--- Start of EXTRACTED ENTRIES ---

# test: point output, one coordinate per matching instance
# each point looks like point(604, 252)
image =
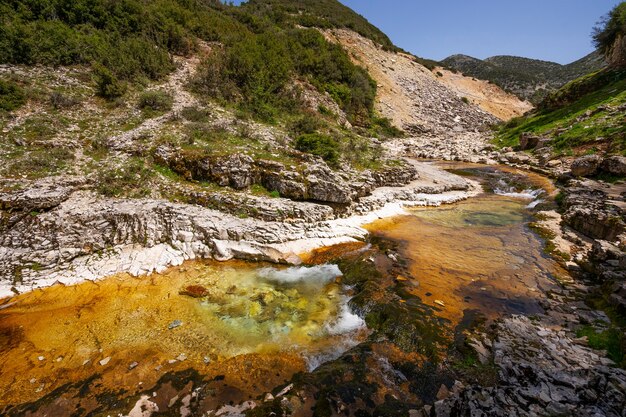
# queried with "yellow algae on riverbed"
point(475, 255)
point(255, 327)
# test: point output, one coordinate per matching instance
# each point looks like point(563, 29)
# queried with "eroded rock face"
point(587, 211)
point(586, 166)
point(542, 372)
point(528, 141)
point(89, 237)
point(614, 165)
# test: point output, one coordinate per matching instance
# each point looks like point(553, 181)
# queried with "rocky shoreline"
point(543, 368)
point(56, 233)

--- End of EXTRACTED ENTRIES ---
--- Start of EXTRACTED ENTRIES ---

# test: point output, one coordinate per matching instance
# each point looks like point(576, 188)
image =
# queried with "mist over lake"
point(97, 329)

--- End of EXTRACTED ENTRIES ---

TASK OBJECTIVE:
Show every line in the records above that contains the string "queried". Case counts.

COMPLETED EXERCISE:
# queried with "yellow algae on riverbed"
# queried with "eroded rock face"
# queried with "rocky shoreline"
# queried with "mist over lake"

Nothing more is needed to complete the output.